Stored items from a collection
##########
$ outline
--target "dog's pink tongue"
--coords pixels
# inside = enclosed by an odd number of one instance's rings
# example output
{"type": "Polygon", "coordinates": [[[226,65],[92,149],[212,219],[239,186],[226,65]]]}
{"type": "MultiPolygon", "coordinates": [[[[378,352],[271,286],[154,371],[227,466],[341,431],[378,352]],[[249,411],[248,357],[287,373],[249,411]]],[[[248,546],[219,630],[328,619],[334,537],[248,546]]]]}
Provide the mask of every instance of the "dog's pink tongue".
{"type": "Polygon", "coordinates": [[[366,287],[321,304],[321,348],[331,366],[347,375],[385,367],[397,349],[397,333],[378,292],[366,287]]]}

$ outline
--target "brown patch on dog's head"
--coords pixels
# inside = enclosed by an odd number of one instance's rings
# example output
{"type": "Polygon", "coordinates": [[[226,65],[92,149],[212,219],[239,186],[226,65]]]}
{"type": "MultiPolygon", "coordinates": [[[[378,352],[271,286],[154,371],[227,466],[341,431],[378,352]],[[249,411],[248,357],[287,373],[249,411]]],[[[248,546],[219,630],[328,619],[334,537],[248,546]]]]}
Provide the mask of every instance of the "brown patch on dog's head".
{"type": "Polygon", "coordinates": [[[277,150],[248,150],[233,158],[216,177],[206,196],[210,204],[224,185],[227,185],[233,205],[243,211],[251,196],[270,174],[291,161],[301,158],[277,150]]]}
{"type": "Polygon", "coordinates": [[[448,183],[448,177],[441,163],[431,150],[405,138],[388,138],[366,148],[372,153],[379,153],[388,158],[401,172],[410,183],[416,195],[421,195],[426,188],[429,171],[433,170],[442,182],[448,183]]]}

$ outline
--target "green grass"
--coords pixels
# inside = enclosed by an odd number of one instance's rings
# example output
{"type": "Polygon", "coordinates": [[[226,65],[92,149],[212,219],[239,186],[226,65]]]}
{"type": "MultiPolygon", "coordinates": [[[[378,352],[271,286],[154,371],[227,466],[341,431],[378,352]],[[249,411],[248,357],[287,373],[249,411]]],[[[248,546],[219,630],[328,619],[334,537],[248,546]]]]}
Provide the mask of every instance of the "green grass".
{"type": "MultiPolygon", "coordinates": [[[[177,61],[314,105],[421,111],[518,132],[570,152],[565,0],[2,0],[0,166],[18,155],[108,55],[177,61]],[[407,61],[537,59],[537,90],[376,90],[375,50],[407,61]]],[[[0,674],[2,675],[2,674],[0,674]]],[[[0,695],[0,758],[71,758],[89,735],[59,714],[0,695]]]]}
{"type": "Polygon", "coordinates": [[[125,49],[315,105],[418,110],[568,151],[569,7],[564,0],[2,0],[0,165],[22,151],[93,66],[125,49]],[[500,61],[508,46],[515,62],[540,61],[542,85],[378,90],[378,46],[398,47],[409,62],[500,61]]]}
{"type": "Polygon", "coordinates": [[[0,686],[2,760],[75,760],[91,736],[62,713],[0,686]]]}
##########
## [YOUR GOAL]
Count the lines in the items above that contain the string "green". Reply with the number alone.

## [EXERCISE ANSWER]
2